- [Aim of the task] Which lines in the records below contain the word "queried"? Copy each of them.

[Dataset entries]
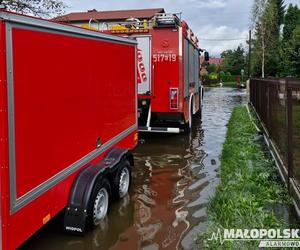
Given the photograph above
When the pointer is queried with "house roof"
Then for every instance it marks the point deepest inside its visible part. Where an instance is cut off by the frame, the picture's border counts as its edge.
(216, 60)
(109, 15)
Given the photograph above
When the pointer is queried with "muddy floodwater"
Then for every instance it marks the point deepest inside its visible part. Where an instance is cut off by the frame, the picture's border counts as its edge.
(172, 180)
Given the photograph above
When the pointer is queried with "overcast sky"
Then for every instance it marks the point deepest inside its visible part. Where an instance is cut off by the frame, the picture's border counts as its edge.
(209, 19)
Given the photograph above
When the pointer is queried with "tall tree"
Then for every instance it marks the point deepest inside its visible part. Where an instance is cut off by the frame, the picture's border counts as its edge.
(291, 20)
(288, 51)
(44, 8)
(234, 60)
(265, 17)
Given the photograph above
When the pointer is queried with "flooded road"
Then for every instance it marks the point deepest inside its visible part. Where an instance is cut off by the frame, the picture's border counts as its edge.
(173, 178)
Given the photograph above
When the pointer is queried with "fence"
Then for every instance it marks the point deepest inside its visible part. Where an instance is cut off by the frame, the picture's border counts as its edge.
(277, 103)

- [Answer to the exercise]
When the pointer is queried with "house roof"
When the pointer is queried with "muddy floodwater"
When the pointer is queried with "overcast sky"
When the pointer is queried with "tall tree"
When the pointer is queried with "flooded road"
When the pointer is queried with "fence"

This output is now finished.